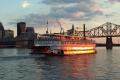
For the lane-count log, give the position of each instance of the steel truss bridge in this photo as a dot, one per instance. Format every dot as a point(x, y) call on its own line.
point(107, 30)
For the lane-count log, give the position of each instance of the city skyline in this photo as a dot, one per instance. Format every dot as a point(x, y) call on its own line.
point(36, 13)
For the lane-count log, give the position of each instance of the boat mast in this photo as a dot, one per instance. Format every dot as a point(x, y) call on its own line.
point(47, 32)
point(61, 28)
point(84, 36)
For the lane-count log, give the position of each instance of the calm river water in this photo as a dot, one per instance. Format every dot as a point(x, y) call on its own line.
point(18, 64)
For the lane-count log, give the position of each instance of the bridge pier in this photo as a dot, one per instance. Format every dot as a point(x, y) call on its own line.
point(109, 43)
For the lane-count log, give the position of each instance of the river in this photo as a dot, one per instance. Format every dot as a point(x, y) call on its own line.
point(19, 64)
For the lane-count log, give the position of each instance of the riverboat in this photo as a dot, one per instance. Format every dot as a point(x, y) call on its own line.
point(63, 44)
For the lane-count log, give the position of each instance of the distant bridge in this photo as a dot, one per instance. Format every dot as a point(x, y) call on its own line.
point(107, 30)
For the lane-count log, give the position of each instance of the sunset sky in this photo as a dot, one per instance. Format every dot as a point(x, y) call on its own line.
point(36, 13)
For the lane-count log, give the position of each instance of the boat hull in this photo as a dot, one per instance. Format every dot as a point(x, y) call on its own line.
point(66, 49)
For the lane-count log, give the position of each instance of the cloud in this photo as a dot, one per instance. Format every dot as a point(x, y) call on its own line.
point(25, 4)
point(72, 10)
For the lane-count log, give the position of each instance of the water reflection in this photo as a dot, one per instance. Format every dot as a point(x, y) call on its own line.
point(67, 67)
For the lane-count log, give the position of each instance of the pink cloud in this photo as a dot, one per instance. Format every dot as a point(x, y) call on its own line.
point(114, 1)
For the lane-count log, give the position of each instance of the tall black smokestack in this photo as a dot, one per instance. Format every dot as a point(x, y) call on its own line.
point(84, 37)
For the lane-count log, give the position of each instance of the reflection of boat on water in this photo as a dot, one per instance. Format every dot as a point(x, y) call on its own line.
point(63, 44)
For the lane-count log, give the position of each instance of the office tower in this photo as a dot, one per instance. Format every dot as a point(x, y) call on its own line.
point(30, 29)
point(21, 28)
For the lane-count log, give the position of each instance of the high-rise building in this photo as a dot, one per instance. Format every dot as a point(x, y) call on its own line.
point(30, 30)
point(9, 34)
point(2, 31)
point(21, 28)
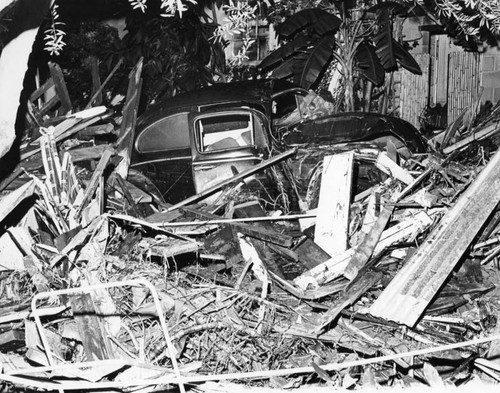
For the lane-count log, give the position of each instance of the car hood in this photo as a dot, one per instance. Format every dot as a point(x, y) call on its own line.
point(352, 127)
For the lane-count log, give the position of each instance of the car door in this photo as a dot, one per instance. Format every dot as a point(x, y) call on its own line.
point(162, 152)
point(225, 143)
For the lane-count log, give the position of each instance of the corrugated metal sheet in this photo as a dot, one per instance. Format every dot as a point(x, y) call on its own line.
point(415, 91)
point(464, 81)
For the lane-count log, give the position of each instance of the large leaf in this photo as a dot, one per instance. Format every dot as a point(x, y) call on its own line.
point(383, 41)
point(285, 69)
point(322, 22)
point(315, 64)
point(369, 64)
point(405, 59)
point(284, 52)
point(393, 7)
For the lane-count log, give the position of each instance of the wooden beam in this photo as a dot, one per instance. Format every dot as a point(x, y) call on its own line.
point(388, 166)
point(336, 266)
point(412, 289)
point(240, 176)
point(332, 221)
point(268, 235)
point(485, 132)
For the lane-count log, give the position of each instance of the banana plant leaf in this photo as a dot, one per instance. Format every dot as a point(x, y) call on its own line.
point(316, 61)
point(369, 64)
point(383, 41)
point(321, 22)
point(285, 69)
point(283, 52)
point(405, 59)
point(393, 7)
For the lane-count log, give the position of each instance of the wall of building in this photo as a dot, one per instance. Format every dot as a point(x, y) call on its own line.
point(490, 76)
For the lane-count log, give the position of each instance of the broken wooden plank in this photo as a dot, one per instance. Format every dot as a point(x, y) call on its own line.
point(388, 166)
point(235, 179)
point(87, 153)
point(265, 234)
point(485, 132)
point(335, 266)
point(94, 182)
point(12, 340)
point(90, 327)
point(10, 201)
point(332, 221)
point(365, 249)
point(348, 297)
point(410, 292)
point(310, 254)
point(129, 118)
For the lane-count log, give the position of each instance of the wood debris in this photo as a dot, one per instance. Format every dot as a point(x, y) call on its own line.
point(105, 287)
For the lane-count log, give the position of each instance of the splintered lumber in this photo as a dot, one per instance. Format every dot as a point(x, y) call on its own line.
point(387, 165)
point(410, 292)
point(235, 179)
point(11, 258)
point(265, 234)
point(12, 340)
point(10, 201)
point(332, 221)
point(310, 254)
point(365, 250)
point(129, 112)
point(485, 132)
point(335, 267)
point(90, 327)
point(94, 182)
point(348, 297)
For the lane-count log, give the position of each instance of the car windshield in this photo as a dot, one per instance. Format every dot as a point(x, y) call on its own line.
point(225, 131)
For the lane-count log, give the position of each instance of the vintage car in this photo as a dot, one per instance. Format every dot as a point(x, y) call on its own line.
point(192, 141)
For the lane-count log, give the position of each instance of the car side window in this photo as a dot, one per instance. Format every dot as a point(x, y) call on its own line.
point(170, 133)
point(225, 131)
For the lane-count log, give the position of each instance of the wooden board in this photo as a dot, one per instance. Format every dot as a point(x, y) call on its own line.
point(332, 222)
point(412, 289)
point(90, 327)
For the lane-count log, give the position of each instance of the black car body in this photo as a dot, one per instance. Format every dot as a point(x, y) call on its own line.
point(192, 141)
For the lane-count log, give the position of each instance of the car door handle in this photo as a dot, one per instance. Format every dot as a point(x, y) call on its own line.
point(204, 167)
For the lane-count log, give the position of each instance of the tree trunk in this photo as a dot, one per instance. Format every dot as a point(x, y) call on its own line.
point(14, 64)
point(349, 90)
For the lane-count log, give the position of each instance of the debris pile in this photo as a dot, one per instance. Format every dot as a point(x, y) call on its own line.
point(105, 287)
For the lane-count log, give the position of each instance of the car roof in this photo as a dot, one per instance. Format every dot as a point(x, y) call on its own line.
point(253, 92)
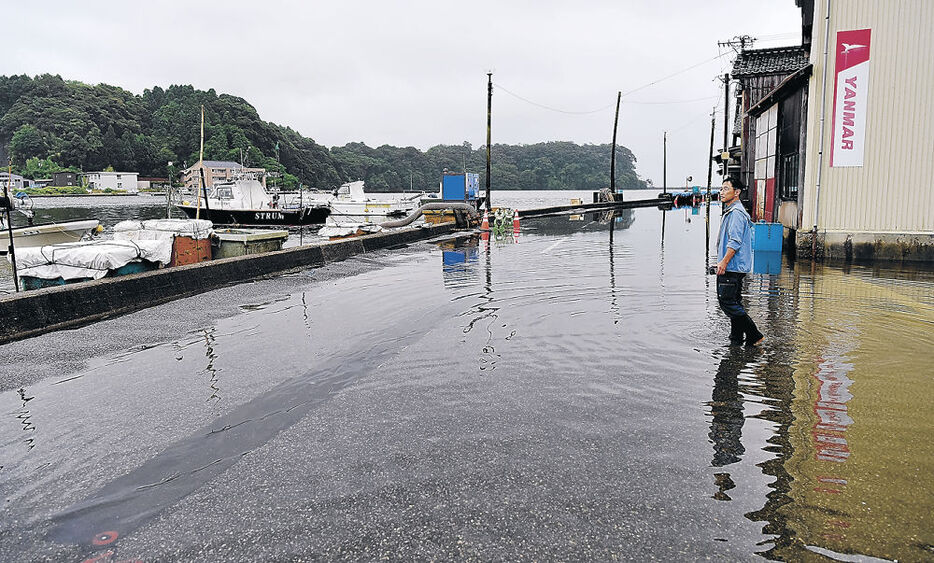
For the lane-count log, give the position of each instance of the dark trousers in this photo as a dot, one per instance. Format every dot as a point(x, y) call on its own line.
point(730, 297)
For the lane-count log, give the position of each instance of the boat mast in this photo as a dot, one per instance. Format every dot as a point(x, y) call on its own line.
point(204, 187)
point(9, 220)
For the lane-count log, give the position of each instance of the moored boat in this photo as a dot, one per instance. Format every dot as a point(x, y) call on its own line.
point(245, 201)
point(351, 205)
point(48, 233)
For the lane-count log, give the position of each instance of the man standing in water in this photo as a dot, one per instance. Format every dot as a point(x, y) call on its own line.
point(734, 261)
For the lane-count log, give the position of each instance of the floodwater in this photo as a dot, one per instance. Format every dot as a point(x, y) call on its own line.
point(564, 394)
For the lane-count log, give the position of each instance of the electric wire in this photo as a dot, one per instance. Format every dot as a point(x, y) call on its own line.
point(608, 106)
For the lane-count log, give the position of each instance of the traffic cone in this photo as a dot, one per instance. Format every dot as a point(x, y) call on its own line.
point(485, 223)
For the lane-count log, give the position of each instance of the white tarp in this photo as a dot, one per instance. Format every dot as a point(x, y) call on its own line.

##########

Print the material word for word without images.

For the lane-count log, give the position of each instance of the steel truss bridge in this photo as a dot, one per instance. Format every dot as a point(x, y) call on its own line.
point(107, 30)
For the lane-count log, give the position of each instance of the city skyline in this photo as a dot, one per instance. Format every dot as a point(x, y) call on its own line.
point(36, 13)
For the lane-count log, give the position of each instance of the boat mast in this photo as a dot, one per instance. Format every dot as a point(x, y) call on its own line.
point(47, 32)
point(61, 28)
point(84, 36)
For the lane-count log, give the position of each instance of the calm river water in this photo as a dot, one per instance. Format every dot as a point(x, y) call on its own line.
point(18, 64)
For the lane-count log, give the position of each instance of the bridge pier in this photo as a dot, one per instance. Format every dot as a point(x, y) call on its own line.
point(109, 43)
For the lane-count log, give the position of each instance of the river in this photo as a dot, one per instance. Format every dot as a point(x, y) call on its own line.
point(19, 64)
For the lane-count log, give the position of each instance of the riverboat in this photo as a dot, one per instance. Format every dot as a point(x, y) call on its own line.
point(63, 44)
For the lane-count log, give the position of each instance of the distant bridge in this photo as a dot, one per instance. Format every dot as a point(x, y) call on its own line.
point(107, 30)
For the lane-count log, give the position of each instance of the sunset sky in this photo as a dot, one per instance. Format every dot as a point(x, y) call on its own line.
point(36, 13)
For the lane-count log, give the position of each instance of the boat hull in this photo as a dot, one per instance. Format every dot as a point(x, y) call on its own line.
point(66, 49)
For the lane-count log, give the position of each instance of the cloud in this photo as a dot, one per instance. Format every dot as a point(x, y) call on its own line.
point(25, 4)
point(72, 10)
For the lane-count log, give the position of each instance of the water reflection in this photo as a dot, one per instance. Format every dot as a point(x, y) call on its own line.
point(67, 67)
For the lane-count log, give the position of each instance of the pink cloud in this photo as a dot, one per instance. Format every dot as a point(x, y) call on its own line.
point(114, 1)
For the lane-count log, give the position of each instance of the tall black smokestack in this photo as a dot, one per instance. Format every dot as a point(x, y) call on its own line.
point(84, 37)
For the lane-count log, give the position of each instance of the reflection of boat on water in this photo as a dot, one per instance. Format every dot as a point(x, y) call on its own line.
point(63, 44)
For the lane-count log, give the position of each instance of the office tower in this photo as a dot, one per instance. Format every dot as a point(x, y) call on its own line.
point(30, 29)
point(21, 28)
For the lane-count log, give the position of each instance of the high-rise building in this photo as a dot, one per instance. Format every dot as a point(x, y) call on its own line.
point(30, 30)
point(9, 34)
point(2, 31)
point(21, 28)
For the lane-count log, give the position of each instance of the car hood in this photo as a dot, one per instance. Format every dot as a point(x, y) call on its own line.
point(352, 127)
For the lane-count log, give the position of each instance of the car door in this photo as a dot, one per instance. Format every dot as a point(x, y) call on its own line.
point(162, 152)
point(225, 143)
For the lane-count log, give the position of each instance of the corrugated metal sheet in this photo as a dot, one per instance. Format every dot as a point(x, y) call on its own line.
point(415, 91)
point(464, 81)
For the lane-count log, give the position of each instance of the large leaf in this photo as a dot, one per instance. Format every dot as a point(x, y) call on its own line.
point(383, 41)
point(285, 69)
point(322, 22)
point(315, 64)
point(369, 64)
point(405, 59)
point(284, 52)
point(393, 7)
For the lane-count log, give the position of each instance of the wooden beam in this photo as a dot, one per instance. Format every dot as a point(x, y) call on its own line.
point(388, 166)
point(336, 266)
point(412, 289)
point(240, 176)
point(332, 221)
point(268, 235)
point(485, 132)
For the lane-count log, give the position of each instance of the banana plant leaf in this photo as a dot, one per instance. Format every dot as a point(x, y) call on its own line.
point(316, 61)
point(369, 64)
point(383, 41)
point(321, 22)
point(285, 69)
point(283, 52)
point(405, 59)
point(393, 7)
For the lane-count log, give the position of each instance of the wall of building in this photo as a dot, one per instance. Format every dot as a point(x, y) call on its own line.
point(490, 76)
For the lane-count log, give the position of each instance of the broken wooden plank in this photo as a dot, one per instance. Format every dot as a point(x, y) call on its own line.
point(388, 166)
point(235, 179)
point(87, 153)
point(265, 234)
point(485, 132)
point(335, 266)
point(94, 182)
point(12, 340)
point(90, 327)
point(10, 201)
point(332, 221)
point(365, 249)
point(348, 297)
point(410, 292)
point(310, 254)
point(129, 118)
For the lane-count log, give the position of each instance of the wood debris in this photo as a dot, one per instance. Format every dot as a point(x, y) call on its own line.
point(105, 287)
For the lane-count log, give the position of each instance of the splintered lumber in this photo as a dot, one per instance. Format every dot as a point(x, y) call on its own line.
point(387, 165)
point(410, 292)
point(235, 179)
point(11, 258)
point(265, 234)
point(12, 340)
point(10, 201)
point(332, 221)
point(310, 254)
point(365, 250)
point(129, 112)
point(485, 132)
point(335, 267)
point(90, 327)
point(94, 182)
point(348, 297)
For the lane-count log, give the position of each instance of the car windshield in this photo as a dot, one per instance. Format every dot as a point(x, y) call on its own line.
point(225, 131)
For the lane-count log, give the position of each instance of the vintage car in this photo as a dot, one per instance. Format every dot as a point(x, y) call on its own line.
point(192, 141)
For the lane-count log, give the position of each instance of the car side window in this photo as a dot, one per instance. Format every dot as a point(x, y) call on its own line.
point(170, 133)
point(225, 131)
For the lane-count log, give the position of each instance of the wooden board in this photo as a dot, one per instance. Format every dot as a point(x, y) call on its own line.
point(332, 222)
point(412, 289)
point(90, 327)
For the lane-count log, give the position of each instance of the black car body in this photo as a dot, one per instance. Format every dot as a point(x, y) call on its own line.
point(192, 141)
For the lane-count log, give the position of each instance of the car door handle in this photo as a dot, one per instance. Format every dot as a point(x, y) call on its own line.
point(204, 167)
For the lane-count log, give the position of each instance of the tree trunk in this photo as a dot, one per instance. Format every dot as a point(x, y) call on its own line.
point(14, 64)
point(349, 90)
For the lane-count log, give the position of each instance of the debris pile in this photo as a dot, one per instance. Format every dot as a point(x, y) call on its own line.
point(105, 287)
For the lane-count log, give the position of each instance of the car roof in this photo as a dot, one per instance. Format every dot as a point(x, y) call on its own line.
point(253, 92)
For the lane-count log, give the position of each instance of the dark trousers in this photo as a dot, one per instance. Format every dot as a point(x, y) call on its own line.
point(730, 297)
For the lane-count log, give the position of each instance of the boat mast in this photo as a dot, one per instance. Format every dot as a point(x, y) call on its own line.
point(204, 187)
point(9, 220)
For the lane-count log, give the position of each instance of the moored boat in this photo as a dot, one per instance. Format every dot as a point(x, y) call on its own line.
point(245, 201)
point(351, 205)
point(48, 233)
For the lane-count log, give the position of each instance of the man standing in water in this photo as a dot, one per instance. Format every dot as a point(x, y) call on its own line.
point(734, 261)
For the lane-count log, give the position of each instance of the floodwater in this photo as a dot, one per instance. Format every dot as a point(x, y) call on its own line.
point(564, 394)
For the lane-count log, give the position of each instance of the electric wire in this photo as a dot, one per instance. Format every dot as a point(x, y) call on its own line.
point(608, 106)
For the lane-count log, give the position of each instance of the traffic cone in this photo as a dot, one per instance. Format every dot as a point(x, y) call on its own line.
point(485, 223)
For the lane-count log, give the position of each instance of the white tarp in this photo as a dot, one per instance. Format every dot as a point(x, y) call on its own line.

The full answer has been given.